Problem to work on
Write out every line of the records below, word for word and character for character.

········

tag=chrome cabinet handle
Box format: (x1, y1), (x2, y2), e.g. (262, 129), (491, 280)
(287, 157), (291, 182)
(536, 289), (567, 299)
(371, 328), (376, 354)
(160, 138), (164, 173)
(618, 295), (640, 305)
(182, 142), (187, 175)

········

Reply
tag=chrome cabinet handle
Box format: (x1, y1), (x2, y2), e.g. (262, 129), (491, 280)
(287, 157), (291, 182)
(536, 289), (567, 299)
(371, 328), (376, 354)
(160, 138), (164, 173)
(618, 295), (640, 305)
(182, 142), (187, 175)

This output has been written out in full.